What the task requires: Start at the first record below and retype through the last, exactly.
+ + +
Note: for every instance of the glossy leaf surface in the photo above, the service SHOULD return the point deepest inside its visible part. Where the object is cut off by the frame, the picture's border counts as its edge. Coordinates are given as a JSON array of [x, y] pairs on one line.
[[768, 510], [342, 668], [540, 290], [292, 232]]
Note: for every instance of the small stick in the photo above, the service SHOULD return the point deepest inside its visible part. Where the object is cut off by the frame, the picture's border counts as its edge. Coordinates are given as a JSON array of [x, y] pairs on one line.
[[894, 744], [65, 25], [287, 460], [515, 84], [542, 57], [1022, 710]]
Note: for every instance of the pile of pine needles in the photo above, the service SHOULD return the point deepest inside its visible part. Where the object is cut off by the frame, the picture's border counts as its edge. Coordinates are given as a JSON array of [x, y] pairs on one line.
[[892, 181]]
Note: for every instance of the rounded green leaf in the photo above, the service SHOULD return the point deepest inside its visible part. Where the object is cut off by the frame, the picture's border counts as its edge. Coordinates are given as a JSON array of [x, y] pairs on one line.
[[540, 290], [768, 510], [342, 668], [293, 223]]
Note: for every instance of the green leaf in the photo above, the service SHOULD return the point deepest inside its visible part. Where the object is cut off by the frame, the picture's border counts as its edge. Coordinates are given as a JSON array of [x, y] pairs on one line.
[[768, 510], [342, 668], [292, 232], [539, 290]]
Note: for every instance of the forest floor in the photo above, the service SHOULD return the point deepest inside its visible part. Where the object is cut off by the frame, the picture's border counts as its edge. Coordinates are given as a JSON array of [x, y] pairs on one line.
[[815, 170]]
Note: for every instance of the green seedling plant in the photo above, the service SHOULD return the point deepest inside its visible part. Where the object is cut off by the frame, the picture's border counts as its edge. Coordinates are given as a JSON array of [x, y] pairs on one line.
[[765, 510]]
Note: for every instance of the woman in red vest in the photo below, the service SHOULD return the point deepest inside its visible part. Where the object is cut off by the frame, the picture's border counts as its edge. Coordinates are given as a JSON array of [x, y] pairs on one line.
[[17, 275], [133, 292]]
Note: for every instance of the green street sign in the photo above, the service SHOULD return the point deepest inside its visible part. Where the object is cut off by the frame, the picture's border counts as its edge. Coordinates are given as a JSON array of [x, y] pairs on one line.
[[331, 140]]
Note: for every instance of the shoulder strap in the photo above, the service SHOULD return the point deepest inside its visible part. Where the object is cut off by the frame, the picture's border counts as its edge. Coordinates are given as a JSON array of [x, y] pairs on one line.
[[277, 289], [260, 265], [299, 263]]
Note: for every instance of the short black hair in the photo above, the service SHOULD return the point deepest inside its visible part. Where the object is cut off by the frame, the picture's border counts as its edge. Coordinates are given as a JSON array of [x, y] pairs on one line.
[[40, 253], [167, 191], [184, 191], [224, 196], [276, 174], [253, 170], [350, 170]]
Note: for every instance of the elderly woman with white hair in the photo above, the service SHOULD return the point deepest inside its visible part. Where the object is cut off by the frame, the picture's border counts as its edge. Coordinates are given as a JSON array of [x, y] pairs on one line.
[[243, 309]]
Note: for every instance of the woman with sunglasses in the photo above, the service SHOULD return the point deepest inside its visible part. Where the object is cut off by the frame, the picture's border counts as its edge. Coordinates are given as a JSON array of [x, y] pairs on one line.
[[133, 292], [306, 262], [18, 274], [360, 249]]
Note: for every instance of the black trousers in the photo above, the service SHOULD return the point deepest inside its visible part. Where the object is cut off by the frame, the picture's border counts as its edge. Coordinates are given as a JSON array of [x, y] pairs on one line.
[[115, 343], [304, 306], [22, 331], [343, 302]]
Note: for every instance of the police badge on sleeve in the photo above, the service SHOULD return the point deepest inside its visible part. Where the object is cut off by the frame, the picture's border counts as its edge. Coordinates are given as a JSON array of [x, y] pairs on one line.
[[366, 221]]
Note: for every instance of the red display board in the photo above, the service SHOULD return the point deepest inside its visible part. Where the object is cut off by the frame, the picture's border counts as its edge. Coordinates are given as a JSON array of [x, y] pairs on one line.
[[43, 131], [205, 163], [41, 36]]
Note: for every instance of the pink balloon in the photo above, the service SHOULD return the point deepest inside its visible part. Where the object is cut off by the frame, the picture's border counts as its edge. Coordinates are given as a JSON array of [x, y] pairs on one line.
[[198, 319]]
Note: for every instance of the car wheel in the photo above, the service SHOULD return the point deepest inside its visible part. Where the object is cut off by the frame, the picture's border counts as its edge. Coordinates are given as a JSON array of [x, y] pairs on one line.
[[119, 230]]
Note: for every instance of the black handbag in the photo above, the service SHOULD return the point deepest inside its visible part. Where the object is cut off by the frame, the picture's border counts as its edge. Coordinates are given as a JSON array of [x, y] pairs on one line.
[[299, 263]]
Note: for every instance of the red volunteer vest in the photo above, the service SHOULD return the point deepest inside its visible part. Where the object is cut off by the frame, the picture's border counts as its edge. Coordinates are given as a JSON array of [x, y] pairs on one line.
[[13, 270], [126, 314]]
+ + +
Completed task:
Note: for every instance of the glossy leaf surface in the photo above, the service SHOULD return the point deepest inside its visible part. Where the object is cut off by the frame, the picture's border counts as its edge. Coordinates are given as a JSON array of [x, y] pairs on one line.
[[768, 510], [342, 668], [540, 290], [292, 232]]
Note: for every instance of the small stick in the photo above, the service SHOULD return the point deepest inside its visible part. Where the object is cut off by the frame, the picture's border counts as its edge. Coordinates are given as a JSON array of [x, y] pairs on one line.
[[894, 744], [65, 25], [287, 460], [515, 84], [542, 57], [1022, 710]]
Note: for every instance of the pile of pine needles in the photo above, the service SHOULD return the point deepest inside its visible part. Where the object is cut off by the frame, the picture's border counts as its edge. Coordinates are given as a JSON array of [x, y] pairs on one line.
[[892, 181]]
Note: for every instance of the rounded green leaf in the photo above, the service SHOULD return the point deepest inside its visible part. Where the object is cut off by the frame, the picture's border counts as its edge. Coordinates are given as a JSON array of [x, y] pairs on one line.
[[540, 290], [768, 510], [342, 668], [293, 223]]
Note: for every instance of the green leaf in the photo above, the service SHOULD return the point deepest inside its visible part. Where the object is cut off by the frame, the picture's border counts as its edge. Coordinates are given as a JSON array of [x, y] pairs on one line.
[[768, 510], [342, 668], [292, 232], [539, 290]]
Note: for every instance of the forest floor in the photo above, the service SHOULD return the point deepest inside its visible part. Where the object is cut off by the frame, the picture's border counts as its edge. Coordinates are given as a JSON array of [x, y] pairs on one line.
[[815, 170]]
Note: for every instance of the green seedling plant in the photo above, the service SHOULD return the point deepest inside its visible part. Where the object is cut off by the frame, the picture's border counts as its edge. Coordinates are given as a JSON array of [x, y] pairs on one line.
[[765, 510]]
Note: for every instance of the woman in red vest in the photo below, the service SHOULD return the point deepest inside its visible part. Where the object is cut off by the frame, the picture's border counts as its edge. Coordinates are given as a JSON array of [x, y] pairs on one line.
[[17, 275], [133, 292]]
Note: for every instance of the green street sign in the photo above, the service SHOULD return the point deepest inside its visible part. Where the object is cut off by the frame, the picture's border counts as its edge. Coordinates are given as a JSON array of [x, y] pairs on one line.
[[331, 140]]
Note: for every instance of the shoulder strap in the photo above, the service SHOULD return the point deepest inside its visible part. Where the object is cut off by the frame, the picture's border counts as its edge. Coordinates are given as a JSON array of [x, y] pairs on one line.
[[277, 289], [260, 265], [299, 263]]
Note: for every instance of the short black hair in the photo above, the service SHOULD return the point deepest inside its visible part. Where the object is cut off by the frame, the picture's border counts as its edge. Coordinates are given as a JSON array of [x, y] pairs on one line.
[[40, 253], [167, 191], [184, 191], [224, 196], [276, 174], [253, 170], [350, 170]]
Note: for every instance of the elderly woman with white hair in the photo above, the service SHOULD return the point deepest inside its visible part. Where the object is cut off by the frame, the picture's border counts as its edge. Coordinates are given as a JSON array of [x, y] pairs on one line.
[[243, 309]]
Note: for every instance of the woman with sunglasses in the photo above, the service SHOULD return the point deepest inside its visible part. Where the object is cut off by the frame, the picture's border counts as its edge. Coordinates are given as a JSON array of [x, y] pairs on one line.
[[133, 292], [306, 262], [18, 274], [360, 249]]
Note: for every instance of the black trousers in the photo above, the service SHOULD return the point deepest inside its visible part. Where the object is cut off by the frame, the picture's border counts as its edge. Coordinates are given as a JSON array of [x, y] pairs on one line.
[[115, 343], [304, 306], [22, 331], [343, 302]]
Note: for every instance of the police badge on sleeve in the photo above, the service SHOULD return the point deepest inside its visible part. Where the object is cut off by the frame, the picture's border counts as its edge. Coordinates are given as a JSON array of [x, y] pairs on one line.
[[366, 221]]
Note: for every instance of the red display board in the photo above, the service SHOULD return the point deepest inside its visible part. Where the object is cut off by the frame, the picture's border counts as its edge. Coordinates are given as a JSON array of [x, y] pairs on one line.
[[43, 131], [205, 163], [41, 36]]
Note: for every instance of the pink balloon in the photo above, the service SHOULD return the point deepest inside its visible part. Where the object is cut off by the frame, the picture's border counts as its edge. Coordinates are given as a JSON array of [x, y] pairs on one line.
[[198, 319]]
Note: for every instance of the car wheel in the photo above, the service SHOULD return the point deepest inside its visible part. Where the object is cut off by the frame, the picture's border counts as its edge. Coordinates are given as a JSON array of [x, y] pairs on one line.
[[119, 230]]
Note: for every instance of the black handbag in the photo above, the service SHOULD return the point deepest inside its visible part. Where the object is cut off by the frame, the picture's border counts as its edge. Coordinates are given as a JSON array of [x, y] pairs on one line.
[[299, 263]]
Note: for every instance of the red volunteer vest in the photo above, the service SHOULD return the point deepest inside its visible part. Where the object is cut off by the frame, the picture's border counts as its edge. Coordinates are given as a JSON array of [x, y] pairs on one line.
[[13, 270], [126, 314]]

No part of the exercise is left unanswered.